Activity: Please write out the line containing "Q: Spot the white metal" and each line after it through the end of the data, exactly, and nothing else.

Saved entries
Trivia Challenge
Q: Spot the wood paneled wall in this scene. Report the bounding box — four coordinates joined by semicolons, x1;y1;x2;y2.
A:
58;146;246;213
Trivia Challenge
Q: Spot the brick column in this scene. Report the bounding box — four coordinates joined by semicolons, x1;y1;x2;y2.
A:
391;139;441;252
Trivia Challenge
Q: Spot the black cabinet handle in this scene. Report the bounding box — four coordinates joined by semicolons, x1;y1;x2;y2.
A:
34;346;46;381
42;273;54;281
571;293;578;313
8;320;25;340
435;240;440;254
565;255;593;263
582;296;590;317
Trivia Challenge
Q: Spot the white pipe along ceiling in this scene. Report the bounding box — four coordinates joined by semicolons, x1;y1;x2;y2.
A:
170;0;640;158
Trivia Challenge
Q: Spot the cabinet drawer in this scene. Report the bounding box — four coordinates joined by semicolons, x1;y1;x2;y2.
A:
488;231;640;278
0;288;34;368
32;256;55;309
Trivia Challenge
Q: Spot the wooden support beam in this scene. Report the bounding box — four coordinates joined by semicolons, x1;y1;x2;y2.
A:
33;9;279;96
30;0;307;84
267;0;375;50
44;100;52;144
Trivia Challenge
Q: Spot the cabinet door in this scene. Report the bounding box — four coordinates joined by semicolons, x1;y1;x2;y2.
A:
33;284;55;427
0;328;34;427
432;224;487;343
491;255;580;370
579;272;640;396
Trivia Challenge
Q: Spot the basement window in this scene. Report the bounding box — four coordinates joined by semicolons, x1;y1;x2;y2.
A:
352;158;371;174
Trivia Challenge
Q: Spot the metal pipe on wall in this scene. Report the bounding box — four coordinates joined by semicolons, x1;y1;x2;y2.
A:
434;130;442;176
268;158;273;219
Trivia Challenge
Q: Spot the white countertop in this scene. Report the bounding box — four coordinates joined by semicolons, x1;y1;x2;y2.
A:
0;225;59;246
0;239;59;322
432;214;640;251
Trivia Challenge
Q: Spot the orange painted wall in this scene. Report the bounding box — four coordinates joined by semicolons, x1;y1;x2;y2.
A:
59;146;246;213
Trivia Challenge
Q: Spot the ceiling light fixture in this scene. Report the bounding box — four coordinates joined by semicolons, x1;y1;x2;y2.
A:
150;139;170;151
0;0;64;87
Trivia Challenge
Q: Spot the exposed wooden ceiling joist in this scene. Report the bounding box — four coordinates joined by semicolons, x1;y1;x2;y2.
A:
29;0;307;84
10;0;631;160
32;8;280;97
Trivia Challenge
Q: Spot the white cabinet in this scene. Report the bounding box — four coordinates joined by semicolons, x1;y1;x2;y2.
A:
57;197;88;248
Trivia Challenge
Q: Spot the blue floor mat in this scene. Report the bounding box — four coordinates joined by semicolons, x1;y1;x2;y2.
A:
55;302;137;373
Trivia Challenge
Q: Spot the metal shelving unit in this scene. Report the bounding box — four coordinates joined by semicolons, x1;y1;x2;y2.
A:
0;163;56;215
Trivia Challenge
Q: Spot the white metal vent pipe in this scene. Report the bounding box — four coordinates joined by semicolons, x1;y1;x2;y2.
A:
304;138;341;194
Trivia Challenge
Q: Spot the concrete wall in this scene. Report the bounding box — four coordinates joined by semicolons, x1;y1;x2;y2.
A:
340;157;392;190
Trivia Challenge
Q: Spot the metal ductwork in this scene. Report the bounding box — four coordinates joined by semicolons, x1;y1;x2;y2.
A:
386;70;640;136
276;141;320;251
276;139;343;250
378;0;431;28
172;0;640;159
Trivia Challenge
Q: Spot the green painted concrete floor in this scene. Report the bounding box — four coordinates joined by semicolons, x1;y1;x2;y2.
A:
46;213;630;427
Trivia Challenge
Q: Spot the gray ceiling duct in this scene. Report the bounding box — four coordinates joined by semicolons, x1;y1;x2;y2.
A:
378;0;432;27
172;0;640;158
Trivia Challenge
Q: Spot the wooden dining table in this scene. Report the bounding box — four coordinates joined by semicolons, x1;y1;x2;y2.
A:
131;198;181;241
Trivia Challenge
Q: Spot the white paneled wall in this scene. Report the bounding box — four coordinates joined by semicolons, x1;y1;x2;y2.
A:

Written response:
Q: Spot the white metal vent pipe in this scene. Report the bounding box — four coordinates joined by semicolons, x1;y1;x2;y2.
A:
304;138;341;194
Trivia Challenge
Q: Spot the concrete wall in this scene. Report the bounding box — four coordinates joined by semicolons, x1;y1;x2;y2.
A:
340;157;392;190
Trivia Challenge
Q: Spot the metal ductwork in this scene. Report the bounding box — four coordinates joined by semicolons, x1;y1;x2;y2.
A:
386;70;640;136
276;141;320;251
276;139;343;250
378;0;431;28
172;0;640;159
Trivia Challenge
Q: Spot the green painted concrete floor in this scene. Report the bounding box — four coordinates joined by semicolons, x1;y1;x2;y2.
A:
46;213;630;427
Trivia Challenge
Q: Spot the gray ceiling duct in this scene. Report the bounding box — four coordinates joined by semicolons, x1;y1;x2;y2.
A:
378;0;432;27
172;0;640;158
Trivia Challenge
Q: Spot the wooden dining table in this scene. Report the bounding box — four coordinates joined by semicolons, x1;y1;x2;y2.
A:
131;198;181;241
Trivia Challenge
Q: Spot the white paneled wall in this scene. Report the bounding box — four coordinates joined by semicolons, x1;y1;x2;y2.
A:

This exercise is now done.